-------- EXTRACT TO READ

Small Gods Interview with Mary Jo Rabe on “The Gods of the Black Forest”

Mary Jo Rabe’s “The Gods of the Black Forest” appears in Small Gods, book 6 in the Blaze Ward Presents anthology series.

Excerpt

Dobel, the disgruntled god of the Hohfelsendobelbach brook had had enough. He might only be a minor god, but he didn’t have to endure every unpleasantness his environment had to offer. The water in his brookbed splashed angrily over its banks.

Without giving it another thought, he gurgled a lament to his colleagues. All of them were minor gods residing in the streams flowing down from the steep mountains of the southern Black Forest into the Dreisam River in Freiburg and from there onward to the Rhine River.

They existed as individual gods in the brooks but also occasionally joined together in a meditation cloud above the brooks to increase their combined powers. Here tired gods could absorb the extra energy the others had available. In this meditative cloud state they were sheltered from the distractions of the mortal world.

They all took their individual power from the energy in the moving water, the fragrant air blowing around the trees, and the pressure the rocks and boulders exerted on each other on both sides of the narrow gorge called the “Höllental”.

However, today even the bright sun sending down welcome, sharp shadows into the narrow gorge couldn’t improve Dobel’s mood. He was mad.

—from “The Gods of the Black Forest” by Mary Jo Rabe

The Interview

Which god(s) did you write about in your story, and why?

I live in Neustadt, right in the middle of the Black Forest of Germany. Freiburg, a university town with many similarities to Madison, Wisconsin, its sister city, is on the western edge. To get from Freiburg to Neustadt up through the narrow Höllental (Hell Valley) with high mountains on each side, you can either take the Höllental train or drive through the crowded, mostly two-lane, occasionally three-lane, B31 federal highway, also infamous/notorious as the “Madrid-Moscow Express” due to its intense truck traffic. My “gods” are the minor deities living in the many brooks and streams that flow down the mountains of the Black Forest through the Höllental along the B31 to the Dreisam River in Freiburg.

What are you working on now, and what’s fun about what you’re writing?

I’m still writing mostly short stories with occasional poems. What’s fun is seeing a crazy idea in some science report and then wondering if I could make a story out of it.

You grew up in the U.S., and have lived in Germany for a very long time. How has this impacted your writing?

----------------
-------- DATASET

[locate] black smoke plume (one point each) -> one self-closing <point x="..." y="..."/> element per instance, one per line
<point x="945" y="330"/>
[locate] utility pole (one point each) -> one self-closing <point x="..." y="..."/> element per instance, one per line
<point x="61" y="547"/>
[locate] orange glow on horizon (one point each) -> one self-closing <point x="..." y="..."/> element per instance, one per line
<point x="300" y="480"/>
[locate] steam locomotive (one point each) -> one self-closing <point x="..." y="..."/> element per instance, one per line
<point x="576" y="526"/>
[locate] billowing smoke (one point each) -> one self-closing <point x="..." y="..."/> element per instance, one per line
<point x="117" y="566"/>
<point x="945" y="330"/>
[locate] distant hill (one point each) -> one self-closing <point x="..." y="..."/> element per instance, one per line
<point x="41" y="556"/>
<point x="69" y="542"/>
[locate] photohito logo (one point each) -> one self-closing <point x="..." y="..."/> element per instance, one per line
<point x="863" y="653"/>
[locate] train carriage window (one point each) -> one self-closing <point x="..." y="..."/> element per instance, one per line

----------------

» EXERCISE 1
According to the Black Forest interview, what nickname does the B31 federal highway carry, and why?
» EXERCISE 2
Continue the Black Forest interview from the point where it stops.
The records aren't needed here.

» TASK OUTPUT 1
It is called the "Madrid-Moscow Express" because of its intense truck traffic.

» TASK OUTPUT 2
I grew up on a farm in eastern Iowa and went to school in a small town (then 450 inhabitants, now about 200) where the 1960’s for all practical purposes didn’t take place. There was a smooth transition from the 1950’s to the 1970’s. The firm belief there was that things weren’t great, but would always stay the same. School was infuriating. Girls had to wear dresses/skirts with blouses, and were only allowed to wear slacks under their dresses during cold winter days but had to remove them as soon as they got into the building. The home ec teacher constantly warned that girls who wore tops with polka-dots along with striped skirts would be considered low class, etc. The superintendent of a neighboring school proudly proclaimed that if he had to eliminate chemistry or basketball due to financial constraints, he wouldn’t hesitate to eliminate chemistry because the whole community benefited from basketball games while chemistry was only of interest to a few eggheads who would go off to college and never return.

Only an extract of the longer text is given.